*GIVEN REQUEST*
Copy out, in full, every line in the material below that contains the word "Whereabouts".

*PROVIDED ENTRIES*
* Start *
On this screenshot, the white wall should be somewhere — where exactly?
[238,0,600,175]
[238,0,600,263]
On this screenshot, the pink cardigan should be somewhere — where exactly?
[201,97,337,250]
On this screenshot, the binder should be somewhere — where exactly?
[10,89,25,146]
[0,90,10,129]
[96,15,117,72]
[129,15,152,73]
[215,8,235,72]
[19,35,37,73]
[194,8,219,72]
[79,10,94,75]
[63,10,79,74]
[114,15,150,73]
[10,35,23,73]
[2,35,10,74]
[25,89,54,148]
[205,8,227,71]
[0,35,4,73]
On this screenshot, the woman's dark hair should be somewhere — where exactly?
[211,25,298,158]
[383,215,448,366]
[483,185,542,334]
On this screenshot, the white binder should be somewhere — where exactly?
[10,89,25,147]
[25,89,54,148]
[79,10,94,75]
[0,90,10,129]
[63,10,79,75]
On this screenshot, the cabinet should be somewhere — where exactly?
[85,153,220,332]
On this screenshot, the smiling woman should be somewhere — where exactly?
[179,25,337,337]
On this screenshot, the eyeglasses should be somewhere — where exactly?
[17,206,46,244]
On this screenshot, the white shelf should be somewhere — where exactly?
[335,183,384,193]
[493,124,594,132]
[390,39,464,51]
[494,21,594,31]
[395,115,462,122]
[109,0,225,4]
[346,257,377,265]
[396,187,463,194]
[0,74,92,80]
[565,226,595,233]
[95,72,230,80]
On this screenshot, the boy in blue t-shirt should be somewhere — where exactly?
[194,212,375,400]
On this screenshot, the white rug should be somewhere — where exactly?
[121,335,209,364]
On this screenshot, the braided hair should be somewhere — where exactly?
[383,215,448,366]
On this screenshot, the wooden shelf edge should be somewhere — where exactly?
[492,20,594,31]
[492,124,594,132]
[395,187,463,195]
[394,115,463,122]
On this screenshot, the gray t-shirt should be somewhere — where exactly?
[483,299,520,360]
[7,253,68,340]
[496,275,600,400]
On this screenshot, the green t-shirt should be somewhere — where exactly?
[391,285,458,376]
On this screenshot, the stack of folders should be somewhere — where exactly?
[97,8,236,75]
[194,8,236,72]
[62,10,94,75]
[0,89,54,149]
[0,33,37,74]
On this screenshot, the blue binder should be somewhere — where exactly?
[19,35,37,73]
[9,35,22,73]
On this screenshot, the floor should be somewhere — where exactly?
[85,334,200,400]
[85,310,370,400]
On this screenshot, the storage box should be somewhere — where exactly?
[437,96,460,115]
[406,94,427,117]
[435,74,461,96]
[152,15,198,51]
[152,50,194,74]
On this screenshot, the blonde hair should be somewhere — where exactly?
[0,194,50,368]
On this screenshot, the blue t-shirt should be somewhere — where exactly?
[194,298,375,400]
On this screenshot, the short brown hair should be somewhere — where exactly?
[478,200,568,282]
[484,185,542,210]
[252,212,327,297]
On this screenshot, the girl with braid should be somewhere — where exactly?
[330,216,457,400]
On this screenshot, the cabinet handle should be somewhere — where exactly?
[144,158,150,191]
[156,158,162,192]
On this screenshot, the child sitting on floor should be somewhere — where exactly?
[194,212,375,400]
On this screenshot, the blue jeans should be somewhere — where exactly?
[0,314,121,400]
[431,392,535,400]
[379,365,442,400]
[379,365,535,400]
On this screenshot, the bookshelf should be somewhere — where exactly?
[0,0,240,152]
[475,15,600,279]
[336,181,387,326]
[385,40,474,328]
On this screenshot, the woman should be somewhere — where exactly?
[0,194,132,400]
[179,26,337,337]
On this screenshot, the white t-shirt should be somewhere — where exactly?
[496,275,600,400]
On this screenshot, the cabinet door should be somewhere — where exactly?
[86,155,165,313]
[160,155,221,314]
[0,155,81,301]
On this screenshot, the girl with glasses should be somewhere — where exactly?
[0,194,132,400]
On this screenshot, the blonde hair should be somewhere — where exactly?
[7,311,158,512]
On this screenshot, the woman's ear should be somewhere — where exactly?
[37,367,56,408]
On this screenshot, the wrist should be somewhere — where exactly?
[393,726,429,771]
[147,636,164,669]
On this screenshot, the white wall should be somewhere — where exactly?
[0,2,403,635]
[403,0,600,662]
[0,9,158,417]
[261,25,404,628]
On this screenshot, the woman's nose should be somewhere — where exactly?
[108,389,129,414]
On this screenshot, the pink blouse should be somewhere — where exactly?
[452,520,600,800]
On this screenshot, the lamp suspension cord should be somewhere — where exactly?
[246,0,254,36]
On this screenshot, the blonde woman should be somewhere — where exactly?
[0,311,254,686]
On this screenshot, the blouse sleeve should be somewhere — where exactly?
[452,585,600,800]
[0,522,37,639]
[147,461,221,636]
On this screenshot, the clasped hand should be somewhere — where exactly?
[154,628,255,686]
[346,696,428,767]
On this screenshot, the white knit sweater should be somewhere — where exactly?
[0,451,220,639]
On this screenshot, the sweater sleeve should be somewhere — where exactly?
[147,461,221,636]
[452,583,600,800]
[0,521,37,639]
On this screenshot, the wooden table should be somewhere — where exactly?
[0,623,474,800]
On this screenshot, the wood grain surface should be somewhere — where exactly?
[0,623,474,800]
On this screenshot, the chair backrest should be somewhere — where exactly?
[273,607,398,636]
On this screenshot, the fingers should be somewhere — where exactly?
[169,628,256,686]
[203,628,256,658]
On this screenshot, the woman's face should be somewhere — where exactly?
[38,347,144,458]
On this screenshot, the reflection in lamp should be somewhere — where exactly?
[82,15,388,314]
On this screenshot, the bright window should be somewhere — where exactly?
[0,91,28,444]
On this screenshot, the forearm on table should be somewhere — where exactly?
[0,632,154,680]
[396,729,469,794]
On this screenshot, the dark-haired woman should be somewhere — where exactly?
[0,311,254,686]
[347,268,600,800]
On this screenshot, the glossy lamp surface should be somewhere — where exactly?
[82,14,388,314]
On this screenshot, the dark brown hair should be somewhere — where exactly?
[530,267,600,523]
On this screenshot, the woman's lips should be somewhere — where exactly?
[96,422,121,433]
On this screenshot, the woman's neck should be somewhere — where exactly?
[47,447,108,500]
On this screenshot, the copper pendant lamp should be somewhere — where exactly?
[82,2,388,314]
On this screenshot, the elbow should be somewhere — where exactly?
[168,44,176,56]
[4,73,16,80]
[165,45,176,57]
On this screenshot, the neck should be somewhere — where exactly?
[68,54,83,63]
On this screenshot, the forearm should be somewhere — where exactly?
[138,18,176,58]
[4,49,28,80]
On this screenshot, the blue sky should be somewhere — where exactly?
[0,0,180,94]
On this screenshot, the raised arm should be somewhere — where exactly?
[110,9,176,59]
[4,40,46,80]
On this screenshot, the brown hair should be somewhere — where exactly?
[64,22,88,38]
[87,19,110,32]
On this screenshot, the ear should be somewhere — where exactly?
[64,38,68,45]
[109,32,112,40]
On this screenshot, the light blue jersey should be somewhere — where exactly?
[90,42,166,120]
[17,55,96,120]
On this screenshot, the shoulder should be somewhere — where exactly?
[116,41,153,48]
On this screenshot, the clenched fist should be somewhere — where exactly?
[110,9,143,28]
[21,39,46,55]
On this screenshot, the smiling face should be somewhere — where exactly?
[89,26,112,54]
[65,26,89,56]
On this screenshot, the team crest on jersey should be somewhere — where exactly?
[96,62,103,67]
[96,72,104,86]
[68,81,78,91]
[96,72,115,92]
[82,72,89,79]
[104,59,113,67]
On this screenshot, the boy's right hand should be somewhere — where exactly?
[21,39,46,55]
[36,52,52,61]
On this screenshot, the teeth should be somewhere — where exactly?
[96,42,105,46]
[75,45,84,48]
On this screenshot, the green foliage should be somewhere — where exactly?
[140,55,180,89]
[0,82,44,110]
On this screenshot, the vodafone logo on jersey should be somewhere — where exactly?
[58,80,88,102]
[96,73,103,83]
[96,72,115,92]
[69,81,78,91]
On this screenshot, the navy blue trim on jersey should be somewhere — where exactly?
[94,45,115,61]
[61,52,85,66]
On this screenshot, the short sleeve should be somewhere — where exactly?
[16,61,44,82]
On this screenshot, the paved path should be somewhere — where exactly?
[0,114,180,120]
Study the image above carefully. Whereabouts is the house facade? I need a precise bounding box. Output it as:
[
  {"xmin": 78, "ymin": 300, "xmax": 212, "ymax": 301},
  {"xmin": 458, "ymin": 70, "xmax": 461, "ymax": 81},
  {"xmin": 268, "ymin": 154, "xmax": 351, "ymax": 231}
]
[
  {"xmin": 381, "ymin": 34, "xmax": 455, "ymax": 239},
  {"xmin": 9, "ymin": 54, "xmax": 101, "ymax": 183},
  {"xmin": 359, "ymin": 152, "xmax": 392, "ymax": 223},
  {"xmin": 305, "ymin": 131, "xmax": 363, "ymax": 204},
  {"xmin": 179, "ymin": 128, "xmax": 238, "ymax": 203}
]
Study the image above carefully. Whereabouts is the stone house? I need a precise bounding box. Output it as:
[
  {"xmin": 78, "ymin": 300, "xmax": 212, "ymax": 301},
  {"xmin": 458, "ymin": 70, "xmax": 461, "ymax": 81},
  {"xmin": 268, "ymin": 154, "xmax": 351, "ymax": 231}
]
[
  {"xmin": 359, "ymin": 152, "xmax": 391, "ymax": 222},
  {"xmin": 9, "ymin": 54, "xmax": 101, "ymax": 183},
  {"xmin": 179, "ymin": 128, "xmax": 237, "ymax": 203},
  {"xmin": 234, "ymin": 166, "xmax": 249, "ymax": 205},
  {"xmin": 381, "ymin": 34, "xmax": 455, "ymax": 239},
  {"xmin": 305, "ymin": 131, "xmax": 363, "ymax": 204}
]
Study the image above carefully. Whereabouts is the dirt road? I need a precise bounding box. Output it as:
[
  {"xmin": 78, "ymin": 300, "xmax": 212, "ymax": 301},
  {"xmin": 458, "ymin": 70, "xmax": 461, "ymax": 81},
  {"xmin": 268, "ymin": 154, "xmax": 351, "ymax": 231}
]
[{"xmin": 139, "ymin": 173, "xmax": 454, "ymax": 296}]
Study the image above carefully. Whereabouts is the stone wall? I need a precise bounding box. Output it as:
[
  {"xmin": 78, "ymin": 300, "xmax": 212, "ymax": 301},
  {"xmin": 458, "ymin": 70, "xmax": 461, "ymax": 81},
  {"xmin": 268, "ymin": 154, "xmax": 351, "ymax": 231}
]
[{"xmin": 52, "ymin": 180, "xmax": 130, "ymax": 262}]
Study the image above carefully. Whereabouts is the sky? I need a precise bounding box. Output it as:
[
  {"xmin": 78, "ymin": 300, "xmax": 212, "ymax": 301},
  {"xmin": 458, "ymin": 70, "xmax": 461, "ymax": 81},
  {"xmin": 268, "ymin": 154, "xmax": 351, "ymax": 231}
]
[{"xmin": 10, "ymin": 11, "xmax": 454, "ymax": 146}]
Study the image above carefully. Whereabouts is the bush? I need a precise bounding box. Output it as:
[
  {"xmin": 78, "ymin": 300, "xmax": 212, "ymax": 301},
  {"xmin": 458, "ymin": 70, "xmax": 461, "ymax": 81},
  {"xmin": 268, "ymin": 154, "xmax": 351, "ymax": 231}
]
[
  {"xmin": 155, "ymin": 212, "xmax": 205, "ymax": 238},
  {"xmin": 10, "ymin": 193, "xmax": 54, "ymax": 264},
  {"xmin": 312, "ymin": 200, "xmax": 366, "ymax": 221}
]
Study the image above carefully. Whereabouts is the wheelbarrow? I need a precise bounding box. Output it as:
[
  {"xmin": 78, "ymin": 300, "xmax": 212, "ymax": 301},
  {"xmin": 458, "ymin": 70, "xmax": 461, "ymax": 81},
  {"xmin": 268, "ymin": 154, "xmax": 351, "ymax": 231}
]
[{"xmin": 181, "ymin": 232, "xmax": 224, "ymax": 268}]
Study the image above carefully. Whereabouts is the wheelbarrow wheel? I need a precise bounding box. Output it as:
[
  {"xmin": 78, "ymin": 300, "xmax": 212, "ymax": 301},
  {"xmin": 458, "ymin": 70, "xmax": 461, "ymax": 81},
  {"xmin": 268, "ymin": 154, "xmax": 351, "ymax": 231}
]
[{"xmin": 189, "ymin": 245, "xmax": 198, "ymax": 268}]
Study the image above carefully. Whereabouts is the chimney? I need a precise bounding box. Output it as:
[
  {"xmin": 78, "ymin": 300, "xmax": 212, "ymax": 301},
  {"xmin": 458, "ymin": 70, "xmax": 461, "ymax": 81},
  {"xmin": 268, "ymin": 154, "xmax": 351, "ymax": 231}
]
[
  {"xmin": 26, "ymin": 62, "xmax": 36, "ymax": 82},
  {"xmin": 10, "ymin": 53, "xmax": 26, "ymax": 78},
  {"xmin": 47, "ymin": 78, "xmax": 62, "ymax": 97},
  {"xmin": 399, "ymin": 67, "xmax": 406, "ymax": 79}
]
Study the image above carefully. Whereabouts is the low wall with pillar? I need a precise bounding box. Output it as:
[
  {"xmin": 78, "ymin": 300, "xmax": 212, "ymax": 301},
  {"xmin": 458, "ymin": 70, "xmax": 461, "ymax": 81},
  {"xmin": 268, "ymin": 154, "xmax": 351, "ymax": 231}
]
* End *
*COMPLETE OUTPUT*
Study the image above carefully. Whereabouts is the house facade? I need a precise bounding box. Output it as:
Study the image above carefully. Whereabouts is the stone house? I need a precise bounding box. Output it as:
Study the image above carefully. Whereabouts is the dirt road? I need a precise bounding box. Output it as:
Study the image above carefully. Whereabouts is the stone wall? I need a precise bounding box. Output it as:
Study the image above carefully. Whereabouts is the sky? I need a precise bounding box. Output it as:
Study the image above carefully. Whereabouts is the bush? I need a precise bounding box. Output it as:
Study the image above carefully. Whereabouts is the wheelbarrow? I need a precise bounding box. Output it as:
Study the image above carefully. Whereabouts is the wheelbarrow wheel? I need a precise bounding box. Output it as:
Study the image above carefully. Whereabouts is the chimney? I need a precise bounding box. Output it as:
Study the image above carefully. Whereabouts is the low wall with pillar? I need a precise bounding box. Output it as:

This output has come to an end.